**Brief:** A verbatim copy of the entries is the required answer.

**Available data:**

========

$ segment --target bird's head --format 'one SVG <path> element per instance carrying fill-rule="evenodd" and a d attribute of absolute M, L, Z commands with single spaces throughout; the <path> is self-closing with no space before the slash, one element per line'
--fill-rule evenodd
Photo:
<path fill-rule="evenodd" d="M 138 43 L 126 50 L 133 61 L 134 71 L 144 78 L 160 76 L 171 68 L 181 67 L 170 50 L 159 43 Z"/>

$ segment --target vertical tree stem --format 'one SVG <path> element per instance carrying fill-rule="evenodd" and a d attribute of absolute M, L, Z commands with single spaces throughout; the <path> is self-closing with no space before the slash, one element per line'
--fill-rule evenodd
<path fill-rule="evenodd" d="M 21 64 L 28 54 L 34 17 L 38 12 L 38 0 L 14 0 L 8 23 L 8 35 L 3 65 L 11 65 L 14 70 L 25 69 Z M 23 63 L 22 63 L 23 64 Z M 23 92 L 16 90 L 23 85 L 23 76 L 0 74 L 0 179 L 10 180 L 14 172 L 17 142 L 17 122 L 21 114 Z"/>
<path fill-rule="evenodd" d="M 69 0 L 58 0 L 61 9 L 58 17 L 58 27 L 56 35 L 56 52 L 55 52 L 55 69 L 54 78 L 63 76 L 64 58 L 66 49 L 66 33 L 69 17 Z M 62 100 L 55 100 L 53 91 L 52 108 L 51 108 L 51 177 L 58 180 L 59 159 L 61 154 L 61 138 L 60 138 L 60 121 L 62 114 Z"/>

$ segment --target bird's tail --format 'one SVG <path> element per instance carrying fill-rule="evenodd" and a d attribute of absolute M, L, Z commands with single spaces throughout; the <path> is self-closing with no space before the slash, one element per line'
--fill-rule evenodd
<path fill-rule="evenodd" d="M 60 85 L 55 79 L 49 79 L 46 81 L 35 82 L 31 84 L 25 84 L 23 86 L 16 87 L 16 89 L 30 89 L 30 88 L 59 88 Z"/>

========

**Exercise answer:**
$ segment --target bird's head --format 'one SVG <path> element per instance carrying fill-rule="evenodd" and a d attribute of absolute M, L, Z commands with single spaces throughout; the <path> is self-closing with no space before the slash, one element per line'
--fill-rule evenodd
Photo:
<path fill-rule="evenodd" d="M 138 43 L 126 50 L 133 61 L 134 71 L 144 78 L 160 76 L 171 68 L 181 67 L 170 50 L 159 43 Z"/>

$ segment --target vertical tree stem --format 'one SVG <path> element per instance carrying fill-rule="evenodd" and a d attribute of absolute M, L, Z commands with single spaces throughout; the <path> is self-closing with no space before the slash, one element per line'
--fill-rule evenodd
<path fill-rule="evenodd" d="M 21 64 L 28 54 L 34 17 L 38 12 L 38 0 L 14 0 L 8 23 L 8 35 L 3 65 L 11 65 L 14 70 L 25 69 Z M 23 63 L 22 63 L 23 64 Z M 23 92 L 16 90 L 23 85 L 23 76 L 0 74 L 0 179 L 10 180 L 14 172 L 17 142 L 17 122 L 21 114 Z"/>
<path fill-rule="evenodd" d="M 69 0 L 58 0 L 61 9 L 58 17 L 58 27 L 56 35 L 56 52 L 55 52 L 55 69 L 54 78 L 63 76 L 64 58 L 66 49 L 66 33 L 69 17 Z M 62 100 L 55 100 L 53 91 L 52 108 L 51 108 L 51 177 L 58 180 L 59 159 L 61 154 L 61 138 L 60 138 L 60 121 L 62 114 Z"/>

$ segment --target bird's tail --format 'one SVG <path> element per instance carrying fill-rule="evenodd" and a d attribute of absolute M, L, Z commands with single spaces throughout; the <path> is self-closing with no space before the slash, one element per line'
--fill-rule evenodd
<path fill-rule="evenodd" d="M 60 85 L 55 79 L 49 79 L 46 81 L 35 82 L 31 84 L 25 84 L 23 86 L 16 87 L 16 89 L 30 89 L 30 88 L 59 88 Z"/>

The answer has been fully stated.